* Texto base
El guión habanero funcionaba. Tan sólo había que resistir aplicando toda la violencia que fuese necesaria. El mundo miraría a otro lado como había venido haciendo desde los orígenes del chavismo. A esto se sumaba otro hecho no menos importante. Como en la Cuba del año 60 se invitó a que todo el que no estuviese a gusto con el nuevo sistema se largase. Tras ello cerraron a cal y canto las fronteras, pero ya se había ido lo mejor del país, los más preparados y dinámicos, los que, en definitiva, podían plantar cara a la dictadura.

* Contenido de datos

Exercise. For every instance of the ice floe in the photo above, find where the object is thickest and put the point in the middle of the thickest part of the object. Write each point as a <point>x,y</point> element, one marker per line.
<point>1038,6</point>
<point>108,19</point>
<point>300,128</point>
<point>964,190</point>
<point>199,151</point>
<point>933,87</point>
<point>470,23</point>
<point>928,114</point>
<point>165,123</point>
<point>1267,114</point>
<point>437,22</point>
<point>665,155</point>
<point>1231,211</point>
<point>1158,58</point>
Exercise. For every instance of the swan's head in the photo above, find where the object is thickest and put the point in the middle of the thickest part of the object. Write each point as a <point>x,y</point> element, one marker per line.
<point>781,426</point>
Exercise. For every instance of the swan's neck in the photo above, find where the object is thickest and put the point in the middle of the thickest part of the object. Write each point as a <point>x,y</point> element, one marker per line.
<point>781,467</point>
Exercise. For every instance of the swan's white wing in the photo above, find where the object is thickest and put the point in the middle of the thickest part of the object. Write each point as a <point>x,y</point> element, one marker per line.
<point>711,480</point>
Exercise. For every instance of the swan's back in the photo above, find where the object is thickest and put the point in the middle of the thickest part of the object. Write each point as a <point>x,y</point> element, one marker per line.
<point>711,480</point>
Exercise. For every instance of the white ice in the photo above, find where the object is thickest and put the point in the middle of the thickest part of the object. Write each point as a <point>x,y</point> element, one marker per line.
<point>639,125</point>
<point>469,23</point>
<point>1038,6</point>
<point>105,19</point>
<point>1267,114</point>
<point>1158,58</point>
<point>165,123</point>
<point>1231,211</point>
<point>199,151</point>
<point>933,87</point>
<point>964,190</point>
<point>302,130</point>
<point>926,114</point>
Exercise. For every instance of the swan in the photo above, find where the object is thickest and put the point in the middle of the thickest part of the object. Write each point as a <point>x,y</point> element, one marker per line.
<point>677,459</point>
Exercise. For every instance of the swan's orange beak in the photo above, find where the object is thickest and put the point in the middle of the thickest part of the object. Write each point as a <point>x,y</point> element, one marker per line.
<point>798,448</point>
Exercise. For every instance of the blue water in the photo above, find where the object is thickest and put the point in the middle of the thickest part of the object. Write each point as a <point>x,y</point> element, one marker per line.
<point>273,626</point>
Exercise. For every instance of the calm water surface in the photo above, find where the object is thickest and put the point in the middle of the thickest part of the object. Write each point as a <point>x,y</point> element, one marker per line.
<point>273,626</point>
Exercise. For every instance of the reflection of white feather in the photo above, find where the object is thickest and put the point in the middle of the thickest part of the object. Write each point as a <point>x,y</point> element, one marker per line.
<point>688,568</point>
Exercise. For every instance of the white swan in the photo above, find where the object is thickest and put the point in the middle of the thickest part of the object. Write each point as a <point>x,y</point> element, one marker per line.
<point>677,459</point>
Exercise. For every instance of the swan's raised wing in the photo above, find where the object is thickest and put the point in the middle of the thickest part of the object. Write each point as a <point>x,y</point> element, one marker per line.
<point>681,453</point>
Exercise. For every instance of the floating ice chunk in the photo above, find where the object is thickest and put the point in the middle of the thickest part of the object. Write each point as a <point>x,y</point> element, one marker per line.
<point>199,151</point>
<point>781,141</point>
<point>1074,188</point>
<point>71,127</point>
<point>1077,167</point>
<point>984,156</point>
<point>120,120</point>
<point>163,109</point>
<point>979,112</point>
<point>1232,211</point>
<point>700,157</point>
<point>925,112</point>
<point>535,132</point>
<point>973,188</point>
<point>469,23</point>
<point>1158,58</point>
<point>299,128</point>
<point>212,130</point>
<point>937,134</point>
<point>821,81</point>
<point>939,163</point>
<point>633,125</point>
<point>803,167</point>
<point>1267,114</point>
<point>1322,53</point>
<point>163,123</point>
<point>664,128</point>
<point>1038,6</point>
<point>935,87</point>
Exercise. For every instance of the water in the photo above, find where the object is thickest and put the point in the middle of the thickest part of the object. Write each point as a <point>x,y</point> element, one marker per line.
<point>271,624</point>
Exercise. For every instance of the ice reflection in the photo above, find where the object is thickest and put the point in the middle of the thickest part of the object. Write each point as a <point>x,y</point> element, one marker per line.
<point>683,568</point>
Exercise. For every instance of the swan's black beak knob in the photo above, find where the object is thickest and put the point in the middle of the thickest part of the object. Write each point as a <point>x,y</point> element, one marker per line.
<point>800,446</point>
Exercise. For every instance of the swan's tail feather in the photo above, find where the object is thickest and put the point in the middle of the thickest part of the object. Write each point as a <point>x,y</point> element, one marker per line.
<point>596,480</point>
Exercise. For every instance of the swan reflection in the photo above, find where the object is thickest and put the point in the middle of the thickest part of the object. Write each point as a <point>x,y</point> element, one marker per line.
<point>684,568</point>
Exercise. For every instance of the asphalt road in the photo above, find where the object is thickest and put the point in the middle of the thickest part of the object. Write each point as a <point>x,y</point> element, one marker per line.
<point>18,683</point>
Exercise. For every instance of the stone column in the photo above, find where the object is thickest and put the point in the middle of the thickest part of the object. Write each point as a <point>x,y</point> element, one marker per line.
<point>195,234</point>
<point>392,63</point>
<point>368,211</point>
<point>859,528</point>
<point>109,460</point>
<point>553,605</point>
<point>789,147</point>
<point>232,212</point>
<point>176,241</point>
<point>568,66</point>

* Instrucciones
[1] Anota, en el orden en que salen, todas las formas verbales terminadas en -se que usa el texto sobre el chavismo y la Cuba del año 60.
[2] Sigue escribiendo el texto sobre el chavismo y la Cuba del año 60 a partir de su última oración.

* Resultados
[1] fuese, estuviese, largase

[2]
Con ello contaba Maduro tras observar complacido como Venezuela se vaciaba mes tras mes desde que la escasez se volvió la norma. Por eso convocó elecciones para mayo del año pasado. Unas elecciones que violaban la Constitución del 99, pero que se ajustaban como un guante a la nueva legalidad que había comenzado a levantar. Todo mediante la política de los hechos consumados igual que hizo Fidel Castro en Cuba durante sus dos primeros años de Gobierno, al término de los cuales muchos no acertaban a entender cómo se había llegado a eso en tan poco tiempo.

Castro a su vez lo había aprendido de las repúblicas populares de Europa del este donde, al acabar la guerra mundial, se pasó de democracias formales a dictaduras de partido único en apenas cuatro años y sin que nadie lo notase hasta que fue demasiado tarde. Todo era cuestión de sustituir una legalidad por otra de manera lo suficientemente disimulada para que casi nadie lo advierta. Si alguien daba la voz de alarma sobrevenía el señalamiento público, el arresto, el tormento y el destierro.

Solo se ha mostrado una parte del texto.